BEGIN DATA FOR THE TASK
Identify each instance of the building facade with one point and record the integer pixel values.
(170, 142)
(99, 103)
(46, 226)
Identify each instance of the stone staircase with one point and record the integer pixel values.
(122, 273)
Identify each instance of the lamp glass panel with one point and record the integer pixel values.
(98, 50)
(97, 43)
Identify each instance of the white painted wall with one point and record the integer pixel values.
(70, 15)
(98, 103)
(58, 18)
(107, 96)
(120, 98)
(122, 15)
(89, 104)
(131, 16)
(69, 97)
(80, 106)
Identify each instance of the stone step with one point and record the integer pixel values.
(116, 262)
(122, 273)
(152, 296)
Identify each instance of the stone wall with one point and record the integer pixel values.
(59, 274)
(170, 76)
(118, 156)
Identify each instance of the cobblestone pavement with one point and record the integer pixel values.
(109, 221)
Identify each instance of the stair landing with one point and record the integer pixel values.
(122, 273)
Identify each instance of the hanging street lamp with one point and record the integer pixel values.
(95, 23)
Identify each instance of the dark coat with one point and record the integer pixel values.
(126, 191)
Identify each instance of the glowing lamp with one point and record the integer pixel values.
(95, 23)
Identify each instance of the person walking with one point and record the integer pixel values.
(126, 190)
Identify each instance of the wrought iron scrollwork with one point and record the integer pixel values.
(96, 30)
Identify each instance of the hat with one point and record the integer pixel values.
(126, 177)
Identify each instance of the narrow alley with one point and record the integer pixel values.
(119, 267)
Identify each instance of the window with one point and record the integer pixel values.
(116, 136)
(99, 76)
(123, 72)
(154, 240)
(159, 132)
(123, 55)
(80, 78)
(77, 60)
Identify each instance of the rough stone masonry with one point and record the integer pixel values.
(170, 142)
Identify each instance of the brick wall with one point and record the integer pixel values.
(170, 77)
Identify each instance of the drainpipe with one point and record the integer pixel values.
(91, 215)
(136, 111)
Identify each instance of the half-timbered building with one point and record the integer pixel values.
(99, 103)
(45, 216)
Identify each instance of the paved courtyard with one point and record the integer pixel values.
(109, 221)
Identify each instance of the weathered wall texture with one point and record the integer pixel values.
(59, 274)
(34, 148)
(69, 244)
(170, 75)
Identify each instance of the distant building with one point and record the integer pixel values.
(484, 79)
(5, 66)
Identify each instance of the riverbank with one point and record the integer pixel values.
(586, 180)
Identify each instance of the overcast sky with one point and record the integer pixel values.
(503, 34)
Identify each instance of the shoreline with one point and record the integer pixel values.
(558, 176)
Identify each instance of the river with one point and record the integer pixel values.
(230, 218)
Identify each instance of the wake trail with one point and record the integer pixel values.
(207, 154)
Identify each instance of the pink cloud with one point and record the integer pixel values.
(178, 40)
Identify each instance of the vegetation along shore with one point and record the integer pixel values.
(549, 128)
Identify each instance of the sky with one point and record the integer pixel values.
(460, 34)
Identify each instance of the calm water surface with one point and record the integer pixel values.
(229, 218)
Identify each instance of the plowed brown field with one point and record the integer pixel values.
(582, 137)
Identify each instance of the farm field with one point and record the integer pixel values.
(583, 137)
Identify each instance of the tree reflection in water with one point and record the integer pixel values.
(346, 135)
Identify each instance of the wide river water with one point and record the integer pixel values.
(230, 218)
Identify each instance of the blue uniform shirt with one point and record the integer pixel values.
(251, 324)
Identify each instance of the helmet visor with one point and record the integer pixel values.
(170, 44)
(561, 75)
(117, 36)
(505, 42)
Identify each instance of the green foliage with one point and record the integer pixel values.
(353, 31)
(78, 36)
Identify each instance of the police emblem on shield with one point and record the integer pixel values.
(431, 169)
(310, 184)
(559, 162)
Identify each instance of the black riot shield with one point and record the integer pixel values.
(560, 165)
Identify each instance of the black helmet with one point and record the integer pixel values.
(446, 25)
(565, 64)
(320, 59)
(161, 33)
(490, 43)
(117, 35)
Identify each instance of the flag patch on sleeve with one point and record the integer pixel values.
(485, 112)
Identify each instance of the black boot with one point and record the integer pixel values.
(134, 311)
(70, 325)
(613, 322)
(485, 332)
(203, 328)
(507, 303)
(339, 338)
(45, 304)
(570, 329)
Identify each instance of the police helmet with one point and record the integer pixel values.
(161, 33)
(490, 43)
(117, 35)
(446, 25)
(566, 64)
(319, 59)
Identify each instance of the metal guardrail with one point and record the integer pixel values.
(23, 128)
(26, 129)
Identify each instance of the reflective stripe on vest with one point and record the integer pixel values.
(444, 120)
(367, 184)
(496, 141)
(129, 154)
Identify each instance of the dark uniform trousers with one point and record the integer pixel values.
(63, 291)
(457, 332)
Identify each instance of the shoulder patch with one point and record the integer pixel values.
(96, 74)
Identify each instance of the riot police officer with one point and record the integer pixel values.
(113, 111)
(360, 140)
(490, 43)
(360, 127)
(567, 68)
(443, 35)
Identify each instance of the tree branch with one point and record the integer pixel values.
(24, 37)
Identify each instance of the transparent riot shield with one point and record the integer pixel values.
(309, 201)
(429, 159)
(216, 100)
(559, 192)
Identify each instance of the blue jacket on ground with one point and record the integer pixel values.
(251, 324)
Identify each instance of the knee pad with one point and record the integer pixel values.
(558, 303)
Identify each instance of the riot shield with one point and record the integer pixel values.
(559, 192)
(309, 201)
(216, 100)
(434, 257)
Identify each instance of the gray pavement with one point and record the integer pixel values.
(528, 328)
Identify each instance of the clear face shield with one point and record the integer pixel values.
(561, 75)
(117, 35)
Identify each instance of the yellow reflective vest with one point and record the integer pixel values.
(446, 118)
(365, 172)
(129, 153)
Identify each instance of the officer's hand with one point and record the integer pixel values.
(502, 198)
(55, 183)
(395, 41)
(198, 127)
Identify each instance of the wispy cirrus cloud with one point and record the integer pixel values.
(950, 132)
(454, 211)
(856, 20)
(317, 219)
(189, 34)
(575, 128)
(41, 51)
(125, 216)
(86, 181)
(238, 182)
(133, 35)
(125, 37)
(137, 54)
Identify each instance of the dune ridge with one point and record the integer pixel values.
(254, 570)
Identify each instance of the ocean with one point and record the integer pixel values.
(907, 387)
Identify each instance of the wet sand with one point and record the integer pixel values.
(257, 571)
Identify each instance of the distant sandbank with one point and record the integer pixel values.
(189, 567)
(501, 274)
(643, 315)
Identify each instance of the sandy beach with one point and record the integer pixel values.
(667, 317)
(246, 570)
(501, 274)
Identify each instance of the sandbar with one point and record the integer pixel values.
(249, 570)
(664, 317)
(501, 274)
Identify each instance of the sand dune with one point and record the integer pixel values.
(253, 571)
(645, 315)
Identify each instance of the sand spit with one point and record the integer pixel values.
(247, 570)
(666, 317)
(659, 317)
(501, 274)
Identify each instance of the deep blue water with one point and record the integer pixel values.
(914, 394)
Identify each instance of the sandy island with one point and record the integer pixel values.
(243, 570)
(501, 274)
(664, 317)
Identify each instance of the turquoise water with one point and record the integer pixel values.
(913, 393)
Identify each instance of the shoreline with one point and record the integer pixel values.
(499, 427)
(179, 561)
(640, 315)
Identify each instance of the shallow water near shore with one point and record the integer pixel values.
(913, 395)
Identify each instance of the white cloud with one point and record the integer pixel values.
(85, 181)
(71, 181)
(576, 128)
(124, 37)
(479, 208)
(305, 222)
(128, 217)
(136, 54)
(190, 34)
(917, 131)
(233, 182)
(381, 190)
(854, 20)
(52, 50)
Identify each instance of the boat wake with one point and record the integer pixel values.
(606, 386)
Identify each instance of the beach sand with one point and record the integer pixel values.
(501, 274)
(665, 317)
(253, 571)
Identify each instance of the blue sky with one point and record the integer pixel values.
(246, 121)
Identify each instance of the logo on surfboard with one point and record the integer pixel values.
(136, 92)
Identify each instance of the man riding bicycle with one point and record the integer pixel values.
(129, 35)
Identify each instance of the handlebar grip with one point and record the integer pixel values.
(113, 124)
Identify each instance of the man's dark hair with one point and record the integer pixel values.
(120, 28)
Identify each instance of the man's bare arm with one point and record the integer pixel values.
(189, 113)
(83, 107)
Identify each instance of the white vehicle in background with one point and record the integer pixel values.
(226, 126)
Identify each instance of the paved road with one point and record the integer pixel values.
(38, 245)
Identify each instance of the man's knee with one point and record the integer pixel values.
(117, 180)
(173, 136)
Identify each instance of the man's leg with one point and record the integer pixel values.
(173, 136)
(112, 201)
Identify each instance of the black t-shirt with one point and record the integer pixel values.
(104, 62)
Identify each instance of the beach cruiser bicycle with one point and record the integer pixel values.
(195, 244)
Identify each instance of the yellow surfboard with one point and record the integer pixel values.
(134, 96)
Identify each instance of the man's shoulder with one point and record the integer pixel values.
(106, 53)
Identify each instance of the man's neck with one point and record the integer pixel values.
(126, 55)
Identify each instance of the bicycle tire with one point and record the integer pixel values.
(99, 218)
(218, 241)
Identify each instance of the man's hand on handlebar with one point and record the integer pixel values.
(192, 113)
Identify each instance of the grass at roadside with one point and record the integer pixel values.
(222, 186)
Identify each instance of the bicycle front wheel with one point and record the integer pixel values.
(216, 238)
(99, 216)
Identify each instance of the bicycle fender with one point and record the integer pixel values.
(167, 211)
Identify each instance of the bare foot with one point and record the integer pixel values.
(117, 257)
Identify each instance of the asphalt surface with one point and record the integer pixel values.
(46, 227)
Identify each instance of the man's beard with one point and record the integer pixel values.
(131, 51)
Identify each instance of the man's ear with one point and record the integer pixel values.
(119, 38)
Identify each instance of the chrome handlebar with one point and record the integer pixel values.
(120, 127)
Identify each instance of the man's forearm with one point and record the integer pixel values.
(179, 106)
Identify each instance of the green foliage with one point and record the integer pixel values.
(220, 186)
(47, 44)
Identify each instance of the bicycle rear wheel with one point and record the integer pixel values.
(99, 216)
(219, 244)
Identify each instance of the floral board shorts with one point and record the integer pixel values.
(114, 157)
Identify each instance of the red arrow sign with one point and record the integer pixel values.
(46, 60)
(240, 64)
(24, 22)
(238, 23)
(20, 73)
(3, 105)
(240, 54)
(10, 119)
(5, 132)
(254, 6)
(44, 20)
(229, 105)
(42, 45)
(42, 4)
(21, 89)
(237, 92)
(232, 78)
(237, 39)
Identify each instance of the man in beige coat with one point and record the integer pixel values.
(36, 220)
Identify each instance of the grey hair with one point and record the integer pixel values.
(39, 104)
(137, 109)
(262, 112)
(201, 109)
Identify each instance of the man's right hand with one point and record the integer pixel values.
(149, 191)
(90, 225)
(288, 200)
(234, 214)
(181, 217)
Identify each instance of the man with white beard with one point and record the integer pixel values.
END DATA FOR THE TASK
WHAT THE EXERCISE ASKS
Set down, word for word, only the lines running from the line with "Identify each instance of the man in" to the last line of the listing above. Both of those lines belong in your answer.

TASK ANSWER
Identify each instance of the man in beige coat with one point and record the integer pixel values.
(36, 220)
Identify each instance of the grey hair with one point and record the integer pixel values.
(39, 104)
(137, 109)
(262, 112)
(201, 109)
Identify each instance of the man's right hand with one point and record the integer pixel values.
(149, 191)
(90, 225)
(288, 200)
(234, 214)
(181, 217)
Identify each instance of the man with white beard with one point and record the integer pixel values.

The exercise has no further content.